__Listed records__
*****

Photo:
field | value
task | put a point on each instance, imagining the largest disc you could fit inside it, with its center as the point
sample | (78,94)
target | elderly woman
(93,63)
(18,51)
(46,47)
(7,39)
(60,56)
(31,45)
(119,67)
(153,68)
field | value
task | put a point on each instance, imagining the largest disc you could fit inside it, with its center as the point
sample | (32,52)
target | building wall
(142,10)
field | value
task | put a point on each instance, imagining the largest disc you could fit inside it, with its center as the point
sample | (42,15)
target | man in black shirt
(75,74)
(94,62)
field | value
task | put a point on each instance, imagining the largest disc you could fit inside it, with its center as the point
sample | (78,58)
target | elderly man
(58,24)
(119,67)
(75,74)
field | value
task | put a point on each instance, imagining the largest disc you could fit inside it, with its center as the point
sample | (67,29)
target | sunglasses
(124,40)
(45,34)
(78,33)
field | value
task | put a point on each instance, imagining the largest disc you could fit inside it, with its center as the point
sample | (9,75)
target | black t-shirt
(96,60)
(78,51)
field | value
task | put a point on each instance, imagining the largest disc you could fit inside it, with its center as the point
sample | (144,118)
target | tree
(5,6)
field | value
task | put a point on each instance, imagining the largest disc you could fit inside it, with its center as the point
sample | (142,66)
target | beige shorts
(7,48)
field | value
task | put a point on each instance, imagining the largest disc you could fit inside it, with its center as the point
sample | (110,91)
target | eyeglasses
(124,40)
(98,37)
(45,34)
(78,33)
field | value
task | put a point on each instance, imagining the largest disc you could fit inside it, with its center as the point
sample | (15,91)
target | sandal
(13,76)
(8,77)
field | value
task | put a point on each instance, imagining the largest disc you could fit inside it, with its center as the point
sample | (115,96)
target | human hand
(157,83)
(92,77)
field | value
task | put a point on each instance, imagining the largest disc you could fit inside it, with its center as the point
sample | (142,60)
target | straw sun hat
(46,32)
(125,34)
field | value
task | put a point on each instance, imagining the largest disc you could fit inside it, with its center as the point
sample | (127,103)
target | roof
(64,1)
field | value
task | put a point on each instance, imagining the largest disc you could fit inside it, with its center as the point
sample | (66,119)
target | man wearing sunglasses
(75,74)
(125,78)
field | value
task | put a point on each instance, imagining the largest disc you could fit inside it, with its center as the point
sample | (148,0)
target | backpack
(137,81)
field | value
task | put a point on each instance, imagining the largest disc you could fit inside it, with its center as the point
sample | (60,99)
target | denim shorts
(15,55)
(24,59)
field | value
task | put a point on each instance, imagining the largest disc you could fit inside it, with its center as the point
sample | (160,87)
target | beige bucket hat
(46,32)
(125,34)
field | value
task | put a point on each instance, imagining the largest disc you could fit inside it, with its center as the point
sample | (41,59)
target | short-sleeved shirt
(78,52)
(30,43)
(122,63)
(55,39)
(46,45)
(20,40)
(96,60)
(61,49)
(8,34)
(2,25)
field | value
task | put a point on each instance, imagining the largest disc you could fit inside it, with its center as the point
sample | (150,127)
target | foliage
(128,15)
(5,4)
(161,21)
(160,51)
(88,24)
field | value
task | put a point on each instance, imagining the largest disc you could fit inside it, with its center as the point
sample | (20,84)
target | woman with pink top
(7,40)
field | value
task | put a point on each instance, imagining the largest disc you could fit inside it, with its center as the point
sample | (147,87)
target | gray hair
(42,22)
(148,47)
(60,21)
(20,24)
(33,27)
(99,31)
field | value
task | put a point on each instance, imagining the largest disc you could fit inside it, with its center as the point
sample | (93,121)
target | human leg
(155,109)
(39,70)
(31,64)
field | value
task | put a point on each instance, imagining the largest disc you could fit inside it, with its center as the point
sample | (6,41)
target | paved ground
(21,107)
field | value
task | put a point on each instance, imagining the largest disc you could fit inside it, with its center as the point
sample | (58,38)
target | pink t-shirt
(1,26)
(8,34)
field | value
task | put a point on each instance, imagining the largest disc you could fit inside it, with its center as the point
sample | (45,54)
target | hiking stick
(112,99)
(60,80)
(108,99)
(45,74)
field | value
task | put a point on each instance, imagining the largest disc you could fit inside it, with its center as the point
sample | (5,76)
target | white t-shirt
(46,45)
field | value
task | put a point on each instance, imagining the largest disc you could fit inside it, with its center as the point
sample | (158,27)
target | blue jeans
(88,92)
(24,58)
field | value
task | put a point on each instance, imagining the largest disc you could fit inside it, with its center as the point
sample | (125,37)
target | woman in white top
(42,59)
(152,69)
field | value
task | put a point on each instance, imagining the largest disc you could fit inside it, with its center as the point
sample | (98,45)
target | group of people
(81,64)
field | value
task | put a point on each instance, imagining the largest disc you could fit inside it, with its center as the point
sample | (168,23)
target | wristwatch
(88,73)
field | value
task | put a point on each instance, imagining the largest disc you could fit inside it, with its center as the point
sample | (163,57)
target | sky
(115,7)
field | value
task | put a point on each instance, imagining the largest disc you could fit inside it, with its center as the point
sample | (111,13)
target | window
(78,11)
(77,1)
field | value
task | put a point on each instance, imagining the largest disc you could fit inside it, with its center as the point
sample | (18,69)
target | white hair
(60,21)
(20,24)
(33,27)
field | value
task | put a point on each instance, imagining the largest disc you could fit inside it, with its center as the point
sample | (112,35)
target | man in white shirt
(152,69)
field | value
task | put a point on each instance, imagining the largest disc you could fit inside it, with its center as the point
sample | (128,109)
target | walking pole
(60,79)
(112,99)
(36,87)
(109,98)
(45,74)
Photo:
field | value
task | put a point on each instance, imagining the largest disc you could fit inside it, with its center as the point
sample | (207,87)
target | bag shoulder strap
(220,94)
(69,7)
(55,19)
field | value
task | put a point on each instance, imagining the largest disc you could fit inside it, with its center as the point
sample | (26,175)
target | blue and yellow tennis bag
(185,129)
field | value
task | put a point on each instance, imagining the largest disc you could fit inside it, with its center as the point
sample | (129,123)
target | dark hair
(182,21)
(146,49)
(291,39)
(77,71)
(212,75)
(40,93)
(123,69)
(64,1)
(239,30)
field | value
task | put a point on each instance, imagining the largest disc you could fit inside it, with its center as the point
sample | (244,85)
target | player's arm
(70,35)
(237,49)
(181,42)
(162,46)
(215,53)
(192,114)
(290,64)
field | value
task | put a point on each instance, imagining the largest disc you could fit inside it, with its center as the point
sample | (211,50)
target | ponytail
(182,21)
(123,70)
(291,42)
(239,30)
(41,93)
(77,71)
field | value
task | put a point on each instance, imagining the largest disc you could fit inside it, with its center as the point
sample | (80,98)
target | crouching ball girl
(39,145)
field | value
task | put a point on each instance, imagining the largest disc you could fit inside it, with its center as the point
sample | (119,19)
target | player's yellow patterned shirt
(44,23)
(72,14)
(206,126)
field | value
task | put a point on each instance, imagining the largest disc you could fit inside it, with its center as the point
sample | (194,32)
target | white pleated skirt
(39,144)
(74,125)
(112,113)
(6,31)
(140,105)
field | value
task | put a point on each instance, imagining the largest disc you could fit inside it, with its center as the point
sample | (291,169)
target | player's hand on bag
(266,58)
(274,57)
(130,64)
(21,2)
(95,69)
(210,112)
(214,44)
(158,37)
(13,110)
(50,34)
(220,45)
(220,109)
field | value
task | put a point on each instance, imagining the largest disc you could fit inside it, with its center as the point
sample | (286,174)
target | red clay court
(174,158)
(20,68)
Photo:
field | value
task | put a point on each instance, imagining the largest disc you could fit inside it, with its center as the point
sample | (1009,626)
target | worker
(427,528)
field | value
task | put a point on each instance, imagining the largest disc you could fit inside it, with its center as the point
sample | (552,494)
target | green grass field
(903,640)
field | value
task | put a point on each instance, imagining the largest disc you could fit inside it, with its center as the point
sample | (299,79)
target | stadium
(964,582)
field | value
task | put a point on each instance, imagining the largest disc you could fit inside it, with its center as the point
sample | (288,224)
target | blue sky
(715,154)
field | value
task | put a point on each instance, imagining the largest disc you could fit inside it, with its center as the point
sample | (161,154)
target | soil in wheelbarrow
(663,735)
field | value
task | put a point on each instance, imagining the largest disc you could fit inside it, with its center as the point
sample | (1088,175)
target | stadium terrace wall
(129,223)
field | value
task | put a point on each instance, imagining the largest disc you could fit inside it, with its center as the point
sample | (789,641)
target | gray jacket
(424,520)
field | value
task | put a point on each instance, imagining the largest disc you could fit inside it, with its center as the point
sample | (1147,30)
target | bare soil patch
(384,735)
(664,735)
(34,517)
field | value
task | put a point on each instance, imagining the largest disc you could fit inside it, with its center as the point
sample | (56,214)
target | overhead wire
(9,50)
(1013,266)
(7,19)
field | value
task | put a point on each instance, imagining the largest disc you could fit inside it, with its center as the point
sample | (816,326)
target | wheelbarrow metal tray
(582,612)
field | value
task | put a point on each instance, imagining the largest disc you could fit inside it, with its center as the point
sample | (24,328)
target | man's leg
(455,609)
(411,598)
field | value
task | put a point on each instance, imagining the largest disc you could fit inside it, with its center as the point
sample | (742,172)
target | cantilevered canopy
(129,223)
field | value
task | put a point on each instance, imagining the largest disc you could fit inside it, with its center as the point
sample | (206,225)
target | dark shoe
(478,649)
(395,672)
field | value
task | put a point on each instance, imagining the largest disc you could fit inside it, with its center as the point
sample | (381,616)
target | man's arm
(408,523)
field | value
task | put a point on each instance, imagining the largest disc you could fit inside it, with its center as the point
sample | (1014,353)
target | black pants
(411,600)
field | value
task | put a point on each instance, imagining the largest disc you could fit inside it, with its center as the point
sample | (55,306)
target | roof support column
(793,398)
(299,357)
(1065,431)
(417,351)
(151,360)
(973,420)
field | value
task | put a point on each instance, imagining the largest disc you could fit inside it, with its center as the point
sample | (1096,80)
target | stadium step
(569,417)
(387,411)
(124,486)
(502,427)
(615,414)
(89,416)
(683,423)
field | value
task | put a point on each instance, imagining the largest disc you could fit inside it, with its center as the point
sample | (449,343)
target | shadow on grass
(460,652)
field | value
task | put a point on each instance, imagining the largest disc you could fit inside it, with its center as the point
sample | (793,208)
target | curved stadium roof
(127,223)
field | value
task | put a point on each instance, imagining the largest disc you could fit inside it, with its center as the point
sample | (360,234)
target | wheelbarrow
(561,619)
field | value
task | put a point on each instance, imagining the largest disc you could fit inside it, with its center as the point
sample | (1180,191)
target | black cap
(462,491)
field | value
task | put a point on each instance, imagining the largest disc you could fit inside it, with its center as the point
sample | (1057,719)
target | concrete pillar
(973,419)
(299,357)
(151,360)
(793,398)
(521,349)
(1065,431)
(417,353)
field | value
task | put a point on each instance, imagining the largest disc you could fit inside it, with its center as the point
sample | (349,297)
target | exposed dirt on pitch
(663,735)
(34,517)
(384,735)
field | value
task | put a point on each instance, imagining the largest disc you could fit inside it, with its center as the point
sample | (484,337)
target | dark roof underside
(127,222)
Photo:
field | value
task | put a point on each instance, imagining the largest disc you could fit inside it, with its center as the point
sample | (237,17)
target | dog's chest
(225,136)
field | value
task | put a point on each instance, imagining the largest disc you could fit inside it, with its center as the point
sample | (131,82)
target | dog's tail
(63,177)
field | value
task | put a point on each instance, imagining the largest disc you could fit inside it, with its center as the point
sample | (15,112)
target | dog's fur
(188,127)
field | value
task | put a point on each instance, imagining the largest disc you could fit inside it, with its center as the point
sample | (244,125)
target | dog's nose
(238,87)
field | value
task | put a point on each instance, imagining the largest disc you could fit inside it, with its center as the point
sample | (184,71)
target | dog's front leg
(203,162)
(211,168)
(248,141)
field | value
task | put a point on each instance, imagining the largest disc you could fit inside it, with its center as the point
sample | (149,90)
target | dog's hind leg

*****

__Problem__
Filter the lines above, keeping each one that contains the word "player", and copy those lines.

__Full output__
target | player's arm
target | player's yellow patterned shirt
target | player's hand on bag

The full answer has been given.